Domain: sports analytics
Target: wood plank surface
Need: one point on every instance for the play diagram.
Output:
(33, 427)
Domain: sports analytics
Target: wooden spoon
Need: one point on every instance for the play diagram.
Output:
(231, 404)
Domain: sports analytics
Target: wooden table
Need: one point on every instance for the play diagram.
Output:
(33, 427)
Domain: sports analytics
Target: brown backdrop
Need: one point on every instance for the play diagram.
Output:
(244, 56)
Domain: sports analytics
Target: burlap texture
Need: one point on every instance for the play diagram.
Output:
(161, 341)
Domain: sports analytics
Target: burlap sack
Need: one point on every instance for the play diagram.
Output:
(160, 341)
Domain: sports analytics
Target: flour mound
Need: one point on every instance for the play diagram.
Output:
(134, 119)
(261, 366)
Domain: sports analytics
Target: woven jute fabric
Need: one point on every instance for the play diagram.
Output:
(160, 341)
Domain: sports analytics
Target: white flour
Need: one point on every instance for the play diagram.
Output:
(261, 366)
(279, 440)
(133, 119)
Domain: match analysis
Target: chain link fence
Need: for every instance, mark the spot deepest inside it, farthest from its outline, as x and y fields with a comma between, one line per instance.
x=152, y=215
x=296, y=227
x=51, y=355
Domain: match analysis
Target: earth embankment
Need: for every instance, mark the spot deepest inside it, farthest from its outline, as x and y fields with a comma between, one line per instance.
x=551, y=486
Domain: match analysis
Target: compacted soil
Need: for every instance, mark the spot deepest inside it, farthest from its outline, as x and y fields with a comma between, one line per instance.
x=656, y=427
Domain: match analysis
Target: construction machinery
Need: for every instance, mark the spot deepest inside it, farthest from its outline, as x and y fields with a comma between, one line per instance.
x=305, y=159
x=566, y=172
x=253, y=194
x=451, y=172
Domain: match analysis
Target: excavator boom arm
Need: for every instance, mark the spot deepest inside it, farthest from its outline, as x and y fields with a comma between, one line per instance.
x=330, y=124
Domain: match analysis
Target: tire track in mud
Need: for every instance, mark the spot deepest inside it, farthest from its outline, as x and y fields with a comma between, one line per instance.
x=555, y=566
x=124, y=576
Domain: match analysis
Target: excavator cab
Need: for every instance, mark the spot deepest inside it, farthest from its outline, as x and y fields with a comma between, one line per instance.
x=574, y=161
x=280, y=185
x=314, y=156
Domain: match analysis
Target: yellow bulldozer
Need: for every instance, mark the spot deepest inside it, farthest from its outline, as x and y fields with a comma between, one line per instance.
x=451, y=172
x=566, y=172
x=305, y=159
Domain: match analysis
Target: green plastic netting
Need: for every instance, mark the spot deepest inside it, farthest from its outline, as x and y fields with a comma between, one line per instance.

> [What you will do]: Which lines of the records above contain the string "excavator" when case is matched exactly? Copy each of those lines.

> [Full answer]:
Target: excavator boom arm
Target: excavator cab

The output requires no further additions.